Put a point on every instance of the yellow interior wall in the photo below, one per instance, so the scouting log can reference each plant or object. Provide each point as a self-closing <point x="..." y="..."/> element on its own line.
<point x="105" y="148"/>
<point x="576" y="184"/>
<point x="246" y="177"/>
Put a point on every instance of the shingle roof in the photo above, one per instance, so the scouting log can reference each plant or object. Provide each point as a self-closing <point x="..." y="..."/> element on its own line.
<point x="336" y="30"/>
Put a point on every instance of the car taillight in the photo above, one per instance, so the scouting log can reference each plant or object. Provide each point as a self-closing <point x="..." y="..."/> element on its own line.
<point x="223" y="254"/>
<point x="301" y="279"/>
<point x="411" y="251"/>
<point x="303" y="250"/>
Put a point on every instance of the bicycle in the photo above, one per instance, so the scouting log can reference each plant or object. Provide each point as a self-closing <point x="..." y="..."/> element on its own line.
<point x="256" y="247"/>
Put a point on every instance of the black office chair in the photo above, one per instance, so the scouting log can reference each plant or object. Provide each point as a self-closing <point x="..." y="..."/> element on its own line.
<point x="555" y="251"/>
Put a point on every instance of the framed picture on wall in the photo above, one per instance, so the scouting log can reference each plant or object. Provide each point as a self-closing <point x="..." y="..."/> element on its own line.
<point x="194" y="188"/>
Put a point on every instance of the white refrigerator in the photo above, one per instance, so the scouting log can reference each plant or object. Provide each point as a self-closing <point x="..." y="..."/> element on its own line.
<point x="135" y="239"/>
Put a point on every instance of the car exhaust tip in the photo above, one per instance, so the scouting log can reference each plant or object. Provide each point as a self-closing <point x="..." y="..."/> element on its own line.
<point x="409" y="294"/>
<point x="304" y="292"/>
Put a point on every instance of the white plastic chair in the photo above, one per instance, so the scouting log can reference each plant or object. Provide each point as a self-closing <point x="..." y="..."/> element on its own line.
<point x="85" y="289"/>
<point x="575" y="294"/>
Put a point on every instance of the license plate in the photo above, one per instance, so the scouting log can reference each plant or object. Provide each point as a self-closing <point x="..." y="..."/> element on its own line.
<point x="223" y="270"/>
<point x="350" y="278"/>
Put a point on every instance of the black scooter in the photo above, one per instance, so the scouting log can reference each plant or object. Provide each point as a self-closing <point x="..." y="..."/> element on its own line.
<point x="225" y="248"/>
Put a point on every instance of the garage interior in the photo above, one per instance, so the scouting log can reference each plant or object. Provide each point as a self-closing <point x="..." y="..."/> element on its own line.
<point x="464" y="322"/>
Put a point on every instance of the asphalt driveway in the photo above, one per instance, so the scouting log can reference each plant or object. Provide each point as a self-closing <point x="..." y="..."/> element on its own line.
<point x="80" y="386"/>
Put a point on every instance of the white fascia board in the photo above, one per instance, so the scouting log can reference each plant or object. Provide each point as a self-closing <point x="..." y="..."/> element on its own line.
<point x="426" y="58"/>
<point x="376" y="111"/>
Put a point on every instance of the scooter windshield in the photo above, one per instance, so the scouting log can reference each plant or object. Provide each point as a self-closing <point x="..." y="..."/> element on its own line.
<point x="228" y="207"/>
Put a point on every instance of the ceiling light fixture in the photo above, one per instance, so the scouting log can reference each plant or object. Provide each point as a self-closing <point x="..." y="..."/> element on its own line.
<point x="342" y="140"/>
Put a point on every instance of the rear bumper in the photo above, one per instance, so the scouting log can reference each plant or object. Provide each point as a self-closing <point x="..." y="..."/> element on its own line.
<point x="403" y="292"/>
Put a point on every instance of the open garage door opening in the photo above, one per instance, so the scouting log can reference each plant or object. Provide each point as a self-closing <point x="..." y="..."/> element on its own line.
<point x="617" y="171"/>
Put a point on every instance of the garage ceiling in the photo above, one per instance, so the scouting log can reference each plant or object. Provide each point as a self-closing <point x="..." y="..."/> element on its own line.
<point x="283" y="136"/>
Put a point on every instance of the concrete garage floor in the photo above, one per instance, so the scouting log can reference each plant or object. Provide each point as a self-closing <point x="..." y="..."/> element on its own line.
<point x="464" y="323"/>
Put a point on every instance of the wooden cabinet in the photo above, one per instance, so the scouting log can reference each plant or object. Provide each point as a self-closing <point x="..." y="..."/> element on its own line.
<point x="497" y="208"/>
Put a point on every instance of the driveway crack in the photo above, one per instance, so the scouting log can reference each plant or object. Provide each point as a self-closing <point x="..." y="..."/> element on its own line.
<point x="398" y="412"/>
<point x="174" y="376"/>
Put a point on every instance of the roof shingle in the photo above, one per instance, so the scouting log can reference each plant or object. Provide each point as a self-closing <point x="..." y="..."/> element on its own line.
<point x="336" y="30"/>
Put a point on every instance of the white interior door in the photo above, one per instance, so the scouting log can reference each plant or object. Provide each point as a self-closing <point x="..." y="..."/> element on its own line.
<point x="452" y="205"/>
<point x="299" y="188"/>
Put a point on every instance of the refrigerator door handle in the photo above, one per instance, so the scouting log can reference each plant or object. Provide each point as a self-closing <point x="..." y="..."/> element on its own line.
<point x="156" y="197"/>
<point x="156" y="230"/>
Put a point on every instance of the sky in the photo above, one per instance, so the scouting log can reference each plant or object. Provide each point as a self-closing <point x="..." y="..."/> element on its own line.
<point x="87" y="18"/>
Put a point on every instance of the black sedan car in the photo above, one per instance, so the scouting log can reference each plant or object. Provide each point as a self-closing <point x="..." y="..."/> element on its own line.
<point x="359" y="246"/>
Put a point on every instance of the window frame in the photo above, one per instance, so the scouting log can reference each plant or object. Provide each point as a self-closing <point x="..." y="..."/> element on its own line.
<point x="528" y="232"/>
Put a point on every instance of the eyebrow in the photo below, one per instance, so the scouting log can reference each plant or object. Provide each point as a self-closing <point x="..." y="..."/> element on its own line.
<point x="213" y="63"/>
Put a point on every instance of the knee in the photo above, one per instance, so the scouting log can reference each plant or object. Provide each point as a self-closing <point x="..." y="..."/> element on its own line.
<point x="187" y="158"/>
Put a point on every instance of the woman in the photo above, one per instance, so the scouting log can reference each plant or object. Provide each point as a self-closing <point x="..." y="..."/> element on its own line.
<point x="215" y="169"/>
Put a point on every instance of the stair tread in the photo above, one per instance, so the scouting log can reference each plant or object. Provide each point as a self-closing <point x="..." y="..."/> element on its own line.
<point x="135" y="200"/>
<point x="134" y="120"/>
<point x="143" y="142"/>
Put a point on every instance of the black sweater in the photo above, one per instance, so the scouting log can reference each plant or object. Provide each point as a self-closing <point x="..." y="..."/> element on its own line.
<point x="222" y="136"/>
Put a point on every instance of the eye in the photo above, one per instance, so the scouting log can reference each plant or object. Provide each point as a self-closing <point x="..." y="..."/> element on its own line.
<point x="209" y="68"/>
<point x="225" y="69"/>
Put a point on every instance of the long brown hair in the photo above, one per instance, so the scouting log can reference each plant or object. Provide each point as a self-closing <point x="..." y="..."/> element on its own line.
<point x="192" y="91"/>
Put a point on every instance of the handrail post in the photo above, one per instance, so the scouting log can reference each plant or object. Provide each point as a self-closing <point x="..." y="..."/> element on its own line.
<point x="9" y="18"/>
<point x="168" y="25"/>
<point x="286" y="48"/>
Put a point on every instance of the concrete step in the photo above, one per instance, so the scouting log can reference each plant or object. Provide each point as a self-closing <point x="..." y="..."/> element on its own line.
· · ·
TASK DETAILS
Copy out all of the records above with nothing altered.

EXPECTED OUTPUT
Put a point on every instance of the yellow interior wall in the photo below, one per instance, so the scouting log can reference each plant or object. Provide each point as a self-closing <point x="..." y="..."/> element on its own line.
<point x="105" y="148"/>
<point x="576" y="184"/>
<point x="246" y="177"/>
Put a point on every instance of the shingle roof in the photo above, one per instance, so the scouting log can reference each plant or object. Provide each point as a self-closing <point x="..." y="..."/> element on its own line.
<point x="336" y="30"/>
Put a point on every instance of the car taillight in the photo above, one per instance, so the scouting log can reference each plant or object. Provide each point as a self-closing <point x="..." y="..."/> element on its own line.
<point x="223" y="254"/>
<point x="301" y="279"/>
<point x="411" y="251"/>
<point x="303" y="250"/>
Put a point on every instance of the bicycle in the photo above, one per instance, so the scouting log can reference each plant or object. Provide each point as a self-closing <point x="..." y="..."/> element on its own line.
<point x="256" y="247"/>
Put a point on every instance of the black office chair in the photo above, one per instance, so the scouting log can reference each plant or object. Provide each point as a self-closing <point x="..." y="..."/> element on its own line.
<point x="555" y="251"/>
Put a point on every instance of the framed picture on wall in the photo above, one per instance, so the scouting log can reference each plant or object. Provide each point as a self-closing <point x="..." y="..."/> element on its own line.
<point x="194" y="188"/>
Put a point on every instance of the white refrigerator in the photo above, one per instance, so the scouting log can reference each plant or object. Provide each point as a self-closing <point x="..." y="..."/> element on its own line.
<point x="135" y="239"/>
Put a point on every instance of the car exhaust tip in the photo above, one per instance, so the scouting log can reference each plant or object. Provide each point as a self-closing <point x="..." y="..."/> element on its own line.
<point x="409" y="294"/>
<point x="304" y="292"/>
Put a point on every instance of the white plastic chair in the photo above, one per instance, so the scouting log can reference each plant or object. Provide each point as a self-closing <point x="..." y="..."/> element on its own line.
<point x="85" y="289"/>
<point x="575" y="294"/>
Put a point on every instance of the license plate in the photo above, one per instance, so the scouting log can reference each plant or object. Provide each point as a self-closing <point x="..." y="..."/> element on its own line.
<point x="223" y="270"/>
<point x="350" y="278"/>
Put a point on every instance of the black scooter in the photo above, one per instance, so the scouting log can reference each plant or object. Provide each point as a self-closing <point x="..." y="..."/> element on its own line.
<point x="225" y="248"/>
Put a point on every instance of the garage interior in the photo above, one per instance, so the scouting log can reference each plant or object. Provide each point as a self-closing <point x="..." y="..."/> element on its own line.
<point x="464" y="322"/>
Put a point on every instance of the asphalt driveway in the photo above, one per instance, so the scouting log can reference each plant or object. Provide each point as a self-closing <point x="..." y="..."/> element on its own line.
<point x="80" y="386"/>
Put a point on every instance of the white fascia board in the photo above, one per instance, so the scouting log can reference each plant or object. Provide each point as a self-closing <point x="..." y="..."/> element on its own line.
<point x="426" y="58"/>
<point x="376" y="111"/>
Put a point on every instance of the scooter windshield in the photo above, one per instance, so the scouting log can reference each plant or object. Provide each point as a self-closing <point x="..." y="..."/> element on its own line.
<point x="228" y="207"/>
Put a point on every instance of the ceiling light fixture in the photo above, one per instance, so the scouting log can reference each plant or object. Provide each point as a self-closing <point x="..." y="..."/> element on its own line.
<point x="342" y="140"/>
Put a point on every instance of the rear bumper in the photo above, one per instance, so the scouting log can reference each plant or object. Provide each point as a self-closing <point x="..." y="..."/> element on its own line.
<point x="403" y="292"/>
Put a point on every instance of the open garage door opening in the photo above, one per instance, so the scouting log can reference each plant or object. Provide each point as a self-closing <point x="..." y="..."/> element on its own line.
<point x="617" y="171"/>
Put a point on every instance of the garage ceiling in the photo above, one per instance, so the scouting log can reference each plant or object. Provide each point as a self-closing <point x="..." y="..."/> element on its own line.
<point x="283" y="136"/>
Put a point on every instance of the concrete garage floor in the photo above, one per instance, so the scouting log can reference each plant or object. Provide each point as a self-closing <point x="..." y="..."/> element on its own line.
<point x="464" y="323"/>
Put a point on every instance of the wooden cabinet in the photo above, one per instance, so the scouting log can reference each plant or object. Provide each point as a self-closing <point x="..." y="..."/> element on its own line.
<point x="497" y="208"/>
Put a point on every instance of the driveway crack in the photo above, one per instance, so the scouting log can reference each plant or object. Provide each point as a self-closing <point x="..." y="..."/> element on its own line.
<point x="398" y="412"/>
<point x="174" y="376"/>
Put a point on every instance of the roof shingle in the photo above, one per instance, so the scouting log can reference each plant or object. Provide each point as a self-closing <point x="..." y="..."/> element on its own line.
<point x="336" y="30"/>
Put a point on every instance of the white interior door in the photo above, one per instance, so the scouting log can reference each plant or object. Provide each point as a self-closing <point x="..." y="..."/> element on its own line.
<point x="452" y="205"/>
<point x="299" y="188"/>
Put a point on every instance of the refrigerator door handle in the photo above, one per instance, so the scouting log can reference each plant or object. Provide each point as a self-closing <point x="..." y="..."/> element on its own line.
<point x="156" y="197"/>
<point x="156" y="230"/>
Put a point on every instance of the sky in the photo above, one per instance, so the scouting log can reference each plant or object. Provide each point as a self-closing <point x="..." y="..."/> element on its own line.
<point x="87" y="18"/>
Put a point on every instance of the black sedan car in the photo above, one per instance, so the scouting log can reference each plant or object. Provide each point as a self-closing <point x="..." y="..."/> element on its own line.
<point x="359" y="246"/>
Put a point on every instance of the window frame in the photo above, one per instance, so the scouting log can reference each plant or object. Provide each point as a self-closing <point x="..." y="..."/> element on its own line.
<point x="528" y="232"/>
Put a point on every instance of the eyebrow in the photo below, one per instance, so the scouting log can reference each plant or object. Provide each point as a self-closing <point x="..." y="..."/> element on its own line.
<point x="213" y="63"/>
Put a point on every instance of the knee in the photo above, one per instance, so the scouting log can reference each plant or object. Provide each point as a self-closing <point x="..." y="..."/> element on its own line.
<point x="187" y="158"/>
Put a point on every instance of the woman in the photo above, one per instance, so the scouting log can reference each plant or object. Provide each point as a self-closing <point x="..." y="..."/> element on its own line.
<point x="215" y="169"/>
Put a point on every instance of the stair tread in the photo above, one per instance, so the scouting log can reference each plant or object. Provide each point as a self-closing <point x="..." y="..."/> element on its own line.
<point x="135" y="200"/>
<point x="134" y="120"/>
<point x="143" y="142"/>
Put a point on every instance of the black sweater in the photo above, one per instance, so the scouting log can reference each plant or object. Provide each point as a self-closing <point x="..." y="..."/> element on its own line.
<point x="222" y="136"/>
Put a point on every instance of the eye in the photo above, one per instance, so the scouting log can reference each plant or object. Provide each point as a self-closing <point x="..." y="..."/> element on its own line.
<point x="209" y="68"/>
<point x="225" y="69"/>
Put a point on every instance of the long brown hair in the photo above, one per instance, so the scouting log can reference each plant or object. Provide each point as a self-closing <point x="..." y="..."/> element on its own line.
<point x="192" y="91"/>
Put a point on every instance of the handrail post in the photo above, one per instance, so the scouting log can reference each plant or object. Provide each point as a self-closing <point x="..." y="..."/> element on its own line.
<point x="9" y="18"/>
<point x="168" y="25"/>
<point x="286" y="48"/>
Put a point on every instance of the concrete step in the photo above, one per instance, so the scouting log can reference each plant or object. Provide each point as a self-closing <point x="..." y="..."/> element on its own line.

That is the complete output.